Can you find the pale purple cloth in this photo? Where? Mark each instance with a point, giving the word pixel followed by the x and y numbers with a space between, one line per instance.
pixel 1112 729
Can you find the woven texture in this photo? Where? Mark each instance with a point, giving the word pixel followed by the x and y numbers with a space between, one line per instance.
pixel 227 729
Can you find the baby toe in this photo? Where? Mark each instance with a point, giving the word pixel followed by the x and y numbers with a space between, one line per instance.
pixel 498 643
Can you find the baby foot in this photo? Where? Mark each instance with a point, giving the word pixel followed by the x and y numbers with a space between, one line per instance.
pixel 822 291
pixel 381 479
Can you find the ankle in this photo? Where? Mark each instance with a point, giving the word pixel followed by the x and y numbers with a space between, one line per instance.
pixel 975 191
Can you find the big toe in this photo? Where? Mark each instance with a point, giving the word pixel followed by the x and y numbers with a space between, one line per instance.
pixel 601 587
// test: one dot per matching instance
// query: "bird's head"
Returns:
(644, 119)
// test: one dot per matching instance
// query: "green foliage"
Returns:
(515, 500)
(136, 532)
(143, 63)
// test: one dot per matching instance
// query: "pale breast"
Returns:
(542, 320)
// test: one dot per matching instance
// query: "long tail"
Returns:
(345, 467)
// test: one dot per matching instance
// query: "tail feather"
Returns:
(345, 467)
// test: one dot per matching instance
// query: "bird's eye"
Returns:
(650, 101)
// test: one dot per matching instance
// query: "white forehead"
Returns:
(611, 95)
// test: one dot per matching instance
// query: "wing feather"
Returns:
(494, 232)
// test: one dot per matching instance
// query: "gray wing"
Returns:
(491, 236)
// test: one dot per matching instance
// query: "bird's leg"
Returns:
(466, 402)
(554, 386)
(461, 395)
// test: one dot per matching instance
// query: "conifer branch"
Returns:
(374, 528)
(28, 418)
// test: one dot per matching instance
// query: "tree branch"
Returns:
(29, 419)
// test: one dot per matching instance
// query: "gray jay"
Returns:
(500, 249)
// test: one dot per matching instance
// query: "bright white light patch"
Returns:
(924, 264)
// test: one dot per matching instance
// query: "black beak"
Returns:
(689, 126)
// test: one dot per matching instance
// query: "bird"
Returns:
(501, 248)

= = = = =

* Aim of the exercise *
Copy each entry above exactly, leaving nothing out.

* Solution for this problem *
Can you find the pale purple cloth in this photo? Where? Mark each instance with a point, giving the word pixel followed by the x and y numbers with a space between, one line per instance.
pixel 1112 729
Can you find the woven texture in this photo? Where? Mark each instance with a point, giving the word pixel followed by the x and y numbers with a space between, one line per instance.
pixel 227 729
Can you find the baby toe in this photo? Where? Mark each instance with a point, giving the word pixel followed by the x and y numbers with a space between, one line per instance.
pixel 498 643
Can you find the baby foot in this photo? Where? Mark each instance with a point, giving the word pixel followed by the x and y numbers with a space between, one line per instance.
pixel 822 291
pixel 381 479
Can you find the ankle in this photo? Where? Mark each instance with a point, giving the word pixel followed by the x and y numbers with a space between, one line per instance.
pixel 975 191
Can you find the big toe in this photo? Where? Mark each instance with a point, giving the word pixel followed by the x and y numbers with a space between, one line per instance.
pixel 601 587
// test: one dot per matching instance
// query: "bird's head"
Returns:
(644, 119)
// test: one dot per matching instance
// query: "green foliage"
Returns:
(515, 500)
(136, 532)
(143, 63)
// test: one dot per matching instance
// query: "pale breast"
Returns:
(542, 320)
// test: one dot per matching instance
// query: "long tail"
Returns:
(345, 467)
// test: one dot per matching instance
// query: "tail feather"
Returns:
(345, 467)
// test: one dot per matching instance
// query: "bird's eye"
Returns:
(650, 101)
// test: one dot per matching instance
// query: "white forehead"
Returns:
(611, 95)
// test: one dot per matching instance
// query: "wing feather"
Returns:
(494, 232)
// test: one dot per matching instance
// query: "gray wing"
Returns:
(491, 236)
// test: one dot per matching instance
// query: "bird's leg"
Returns:
(466, 402)
(554, 386)
(461, 395)
// test: one dot per matching instance
// query: "conifer branch"
Returns:
(374, 528)
(28, 418)
// test: one dot per matching instance
// query: "tree branch"
Returns:
(29, 419)
// test: one dot per matching instance
// query: "gray jay"
Returns:
(500, 249)
// test: one dot per matching instance
// query: "bright white light patch"
Returns:
(924, 264)
// test: one dot per matching instance
// query: "black beak"
Returns:
(689, 126)
// test: one dot per matching instance
// query: "bird"
Returns:
(501, 248)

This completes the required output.